*What is expected*
Transcribe the data below exactly, but only from the line containing "In the picture above, where can the dark blue" through its final line, both included.

*The data*

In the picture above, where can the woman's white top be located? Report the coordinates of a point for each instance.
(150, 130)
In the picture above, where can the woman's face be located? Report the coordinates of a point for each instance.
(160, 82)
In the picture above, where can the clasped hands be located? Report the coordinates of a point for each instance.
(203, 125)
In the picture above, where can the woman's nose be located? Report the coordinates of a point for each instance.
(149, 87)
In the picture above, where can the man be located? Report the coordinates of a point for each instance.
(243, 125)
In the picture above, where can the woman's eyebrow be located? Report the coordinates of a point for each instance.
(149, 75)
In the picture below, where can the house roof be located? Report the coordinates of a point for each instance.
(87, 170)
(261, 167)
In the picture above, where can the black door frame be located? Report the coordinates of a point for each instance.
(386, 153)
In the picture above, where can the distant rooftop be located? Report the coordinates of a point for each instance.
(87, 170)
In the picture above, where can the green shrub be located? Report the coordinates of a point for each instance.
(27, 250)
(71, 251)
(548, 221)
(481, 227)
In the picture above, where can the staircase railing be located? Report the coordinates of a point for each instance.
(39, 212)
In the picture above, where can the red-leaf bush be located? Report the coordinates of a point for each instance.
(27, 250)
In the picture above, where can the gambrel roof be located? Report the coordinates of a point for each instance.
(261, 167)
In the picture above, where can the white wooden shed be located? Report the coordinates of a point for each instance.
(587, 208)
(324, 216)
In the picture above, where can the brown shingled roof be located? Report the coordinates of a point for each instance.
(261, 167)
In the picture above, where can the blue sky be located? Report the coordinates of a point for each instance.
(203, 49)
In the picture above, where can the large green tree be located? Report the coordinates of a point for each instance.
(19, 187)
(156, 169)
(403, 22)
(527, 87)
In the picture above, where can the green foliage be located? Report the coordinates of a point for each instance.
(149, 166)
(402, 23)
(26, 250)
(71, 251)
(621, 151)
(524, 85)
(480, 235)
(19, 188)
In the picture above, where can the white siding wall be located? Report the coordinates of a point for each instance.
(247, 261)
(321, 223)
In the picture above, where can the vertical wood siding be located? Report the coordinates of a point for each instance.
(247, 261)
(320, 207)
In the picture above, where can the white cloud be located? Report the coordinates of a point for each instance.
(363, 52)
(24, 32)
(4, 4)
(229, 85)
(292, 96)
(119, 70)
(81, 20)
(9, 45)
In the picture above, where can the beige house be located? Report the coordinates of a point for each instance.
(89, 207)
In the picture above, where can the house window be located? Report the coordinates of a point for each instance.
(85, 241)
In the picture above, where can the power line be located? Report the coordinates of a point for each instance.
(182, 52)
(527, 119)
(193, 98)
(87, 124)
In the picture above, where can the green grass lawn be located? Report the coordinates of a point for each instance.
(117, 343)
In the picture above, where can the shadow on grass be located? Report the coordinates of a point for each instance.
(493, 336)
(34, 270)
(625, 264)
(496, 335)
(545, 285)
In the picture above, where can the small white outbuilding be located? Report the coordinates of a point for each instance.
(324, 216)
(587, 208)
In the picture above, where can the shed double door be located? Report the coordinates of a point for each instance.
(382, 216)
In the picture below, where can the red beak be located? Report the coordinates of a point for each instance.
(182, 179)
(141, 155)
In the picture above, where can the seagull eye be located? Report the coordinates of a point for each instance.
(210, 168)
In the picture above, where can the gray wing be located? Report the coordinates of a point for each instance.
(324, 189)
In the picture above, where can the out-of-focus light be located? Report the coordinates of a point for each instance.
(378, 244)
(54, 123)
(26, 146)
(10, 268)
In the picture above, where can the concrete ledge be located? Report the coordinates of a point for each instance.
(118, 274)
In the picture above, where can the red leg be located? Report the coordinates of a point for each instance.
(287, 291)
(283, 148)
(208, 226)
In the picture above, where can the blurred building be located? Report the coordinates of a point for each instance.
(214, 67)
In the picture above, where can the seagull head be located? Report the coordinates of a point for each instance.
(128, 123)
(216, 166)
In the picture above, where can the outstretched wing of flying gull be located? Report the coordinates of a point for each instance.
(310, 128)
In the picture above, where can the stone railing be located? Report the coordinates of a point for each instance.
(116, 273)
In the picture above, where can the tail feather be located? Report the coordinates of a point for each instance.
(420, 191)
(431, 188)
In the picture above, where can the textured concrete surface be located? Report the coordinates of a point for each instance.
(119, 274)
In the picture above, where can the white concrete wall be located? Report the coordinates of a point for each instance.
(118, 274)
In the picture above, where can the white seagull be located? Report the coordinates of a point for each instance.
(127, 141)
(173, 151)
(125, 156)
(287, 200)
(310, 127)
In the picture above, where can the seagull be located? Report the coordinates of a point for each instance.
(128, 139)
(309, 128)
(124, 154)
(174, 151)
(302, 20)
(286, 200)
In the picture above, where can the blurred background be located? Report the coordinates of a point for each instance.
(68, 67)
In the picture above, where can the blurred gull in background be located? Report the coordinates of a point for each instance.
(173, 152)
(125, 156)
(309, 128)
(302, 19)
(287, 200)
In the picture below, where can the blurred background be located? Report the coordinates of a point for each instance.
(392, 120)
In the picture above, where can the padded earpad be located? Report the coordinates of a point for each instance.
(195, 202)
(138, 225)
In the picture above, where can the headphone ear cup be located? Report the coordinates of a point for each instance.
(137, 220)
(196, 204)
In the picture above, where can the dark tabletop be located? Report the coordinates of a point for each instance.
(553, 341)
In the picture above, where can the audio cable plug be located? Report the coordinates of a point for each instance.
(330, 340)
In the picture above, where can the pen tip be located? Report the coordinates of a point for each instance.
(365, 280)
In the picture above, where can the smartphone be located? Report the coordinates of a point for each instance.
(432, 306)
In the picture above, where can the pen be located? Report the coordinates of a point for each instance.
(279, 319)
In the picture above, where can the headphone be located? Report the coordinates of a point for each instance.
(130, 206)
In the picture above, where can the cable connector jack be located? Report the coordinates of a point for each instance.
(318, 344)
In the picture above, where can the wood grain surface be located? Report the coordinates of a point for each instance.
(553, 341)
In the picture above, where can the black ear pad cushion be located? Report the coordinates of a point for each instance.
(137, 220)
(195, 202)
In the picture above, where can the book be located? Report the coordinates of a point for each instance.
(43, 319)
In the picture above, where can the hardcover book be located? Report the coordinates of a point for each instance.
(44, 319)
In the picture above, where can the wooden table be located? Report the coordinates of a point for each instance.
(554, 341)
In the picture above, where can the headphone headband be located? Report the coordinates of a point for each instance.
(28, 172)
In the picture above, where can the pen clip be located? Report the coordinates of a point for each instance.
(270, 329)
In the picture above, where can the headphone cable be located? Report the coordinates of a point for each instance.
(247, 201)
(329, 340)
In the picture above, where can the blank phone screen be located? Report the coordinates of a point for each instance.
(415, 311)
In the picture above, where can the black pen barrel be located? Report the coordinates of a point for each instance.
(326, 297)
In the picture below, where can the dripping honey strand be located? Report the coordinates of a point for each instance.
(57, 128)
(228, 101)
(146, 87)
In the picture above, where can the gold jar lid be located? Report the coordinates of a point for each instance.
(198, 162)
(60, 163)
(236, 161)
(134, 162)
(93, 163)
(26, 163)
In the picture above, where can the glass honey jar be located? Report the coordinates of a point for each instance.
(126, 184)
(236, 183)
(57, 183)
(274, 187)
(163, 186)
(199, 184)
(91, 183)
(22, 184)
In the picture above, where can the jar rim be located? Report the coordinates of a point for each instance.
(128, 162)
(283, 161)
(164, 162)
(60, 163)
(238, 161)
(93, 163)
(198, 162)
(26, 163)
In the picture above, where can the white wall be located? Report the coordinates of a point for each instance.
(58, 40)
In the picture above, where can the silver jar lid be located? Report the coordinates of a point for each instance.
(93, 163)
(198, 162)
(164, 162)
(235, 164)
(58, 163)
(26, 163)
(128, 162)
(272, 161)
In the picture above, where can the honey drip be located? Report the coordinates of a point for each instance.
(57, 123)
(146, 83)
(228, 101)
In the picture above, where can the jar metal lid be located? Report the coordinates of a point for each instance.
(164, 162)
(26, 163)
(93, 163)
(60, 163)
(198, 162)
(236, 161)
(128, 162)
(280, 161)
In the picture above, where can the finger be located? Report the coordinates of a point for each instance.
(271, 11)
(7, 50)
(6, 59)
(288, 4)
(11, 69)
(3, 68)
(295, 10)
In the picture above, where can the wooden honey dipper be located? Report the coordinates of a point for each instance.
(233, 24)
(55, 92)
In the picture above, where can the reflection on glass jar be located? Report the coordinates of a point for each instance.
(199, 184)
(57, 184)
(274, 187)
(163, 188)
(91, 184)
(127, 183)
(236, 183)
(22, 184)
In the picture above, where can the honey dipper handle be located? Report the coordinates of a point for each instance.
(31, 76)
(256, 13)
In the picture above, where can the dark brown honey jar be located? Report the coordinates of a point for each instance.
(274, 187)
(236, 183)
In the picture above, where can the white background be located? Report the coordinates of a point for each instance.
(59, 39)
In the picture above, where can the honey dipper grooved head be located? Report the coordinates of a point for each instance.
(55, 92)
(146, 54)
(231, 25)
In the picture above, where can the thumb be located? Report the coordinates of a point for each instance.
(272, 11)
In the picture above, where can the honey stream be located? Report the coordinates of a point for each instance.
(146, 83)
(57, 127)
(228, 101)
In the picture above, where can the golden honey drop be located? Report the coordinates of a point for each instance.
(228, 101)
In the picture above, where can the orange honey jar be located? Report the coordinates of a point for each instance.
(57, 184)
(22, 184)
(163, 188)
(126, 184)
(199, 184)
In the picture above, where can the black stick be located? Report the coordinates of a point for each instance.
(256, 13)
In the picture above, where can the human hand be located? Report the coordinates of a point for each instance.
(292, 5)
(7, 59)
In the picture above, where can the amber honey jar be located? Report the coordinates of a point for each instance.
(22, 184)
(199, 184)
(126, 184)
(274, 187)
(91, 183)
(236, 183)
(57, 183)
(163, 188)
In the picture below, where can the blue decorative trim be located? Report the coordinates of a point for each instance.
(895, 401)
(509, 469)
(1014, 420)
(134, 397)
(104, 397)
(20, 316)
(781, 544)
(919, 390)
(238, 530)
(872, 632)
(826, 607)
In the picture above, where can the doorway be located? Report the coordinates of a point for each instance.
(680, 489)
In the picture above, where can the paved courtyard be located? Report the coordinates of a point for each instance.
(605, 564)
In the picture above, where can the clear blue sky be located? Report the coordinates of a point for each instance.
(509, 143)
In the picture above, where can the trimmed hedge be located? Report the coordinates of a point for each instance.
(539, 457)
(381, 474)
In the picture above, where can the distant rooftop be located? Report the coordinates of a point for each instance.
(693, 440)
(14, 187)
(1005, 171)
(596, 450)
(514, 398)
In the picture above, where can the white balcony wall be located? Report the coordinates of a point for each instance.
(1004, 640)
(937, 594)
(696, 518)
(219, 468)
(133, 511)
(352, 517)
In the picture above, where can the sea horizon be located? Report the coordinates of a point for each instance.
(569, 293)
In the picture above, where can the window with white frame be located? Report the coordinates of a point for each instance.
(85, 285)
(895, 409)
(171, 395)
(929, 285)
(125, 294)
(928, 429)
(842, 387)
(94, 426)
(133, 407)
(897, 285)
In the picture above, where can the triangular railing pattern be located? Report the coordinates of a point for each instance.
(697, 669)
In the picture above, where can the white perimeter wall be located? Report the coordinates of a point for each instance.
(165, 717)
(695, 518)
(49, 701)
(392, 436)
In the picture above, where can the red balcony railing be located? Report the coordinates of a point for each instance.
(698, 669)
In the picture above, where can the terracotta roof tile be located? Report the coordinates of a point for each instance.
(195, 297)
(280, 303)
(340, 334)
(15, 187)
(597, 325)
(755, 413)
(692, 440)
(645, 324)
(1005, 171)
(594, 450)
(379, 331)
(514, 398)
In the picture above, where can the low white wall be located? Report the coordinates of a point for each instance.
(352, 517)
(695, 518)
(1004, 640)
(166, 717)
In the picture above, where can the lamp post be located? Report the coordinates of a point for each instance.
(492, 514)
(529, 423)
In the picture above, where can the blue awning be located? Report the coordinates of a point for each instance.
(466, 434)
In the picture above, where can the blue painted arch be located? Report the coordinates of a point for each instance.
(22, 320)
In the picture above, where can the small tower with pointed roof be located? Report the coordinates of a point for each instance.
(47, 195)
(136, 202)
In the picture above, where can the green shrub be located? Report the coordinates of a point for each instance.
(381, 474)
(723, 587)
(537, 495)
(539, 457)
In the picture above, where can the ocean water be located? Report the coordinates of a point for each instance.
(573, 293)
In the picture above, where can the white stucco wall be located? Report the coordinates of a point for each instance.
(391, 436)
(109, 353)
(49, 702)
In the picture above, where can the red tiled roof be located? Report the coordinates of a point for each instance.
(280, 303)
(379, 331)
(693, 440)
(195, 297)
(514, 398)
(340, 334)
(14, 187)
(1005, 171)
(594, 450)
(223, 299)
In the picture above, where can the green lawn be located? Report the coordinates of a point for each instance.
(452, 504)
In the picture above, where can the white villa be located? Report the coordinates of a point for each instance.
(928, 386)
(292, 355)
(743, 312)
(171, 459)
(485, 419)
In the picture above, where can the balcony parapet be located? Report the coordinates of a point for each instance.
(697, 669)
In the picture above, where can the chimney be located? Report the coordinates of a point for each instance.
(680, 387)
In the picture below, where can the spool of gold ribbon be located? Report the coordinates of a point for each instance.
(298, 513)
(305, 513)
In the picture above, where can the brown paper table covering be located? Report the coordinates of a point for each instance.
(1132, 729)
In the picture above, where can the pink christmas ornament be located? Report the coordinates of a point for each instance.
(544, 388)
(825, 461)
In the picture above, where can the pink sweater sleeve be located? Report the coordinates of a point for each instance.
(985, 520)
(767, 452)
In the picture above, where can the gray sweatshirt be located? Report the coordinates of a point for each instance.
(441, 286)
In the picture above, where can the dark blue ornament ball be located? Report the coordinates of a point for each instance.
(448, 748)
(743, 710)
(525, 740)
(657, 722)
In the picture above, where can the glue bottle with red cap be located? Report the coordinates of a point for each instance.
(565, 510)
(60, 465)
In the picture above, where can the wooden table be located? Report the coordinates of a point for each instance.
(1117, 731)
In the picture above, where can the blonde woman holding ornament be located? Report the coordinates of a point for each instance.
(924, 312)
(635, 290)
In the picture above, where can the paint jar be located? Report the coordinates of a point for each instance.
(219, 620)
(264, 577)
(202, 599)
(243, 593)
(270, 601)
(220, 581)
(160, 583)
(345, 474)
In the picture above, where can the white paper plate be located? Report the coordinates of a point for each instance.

*Written response*
In the picture above, where can the dark blue ornament ball be located? Report the coordinates of a point for each instance.
(448, 748)
(743, 710)
(525, 740)
(657, 722)
In the picture above, where can the glue bottle with red cap be located? Report the coordinates of a point for each instance.
(565, 510)
(60, 465)
In the picture above, where can the wooden table be located? Report the coordinates of a point for each instance.
(1117, 731)
In the picture above, where can the blonde woman holding ornament be located? Report the coordinates of a point for each instance.
(924, 312)
(635, 290)
In the picture above, where can the paint jar be located? Report the coordinates of a point for each instance.
(219, 620)
(264, 577)
(202, 599)
(243, 593)
(270, 601)
(220, 581)
(160, 583)
(345, 474)
In the picture above, where can the white paper plate be located? Report the coordinates of a point for each instance.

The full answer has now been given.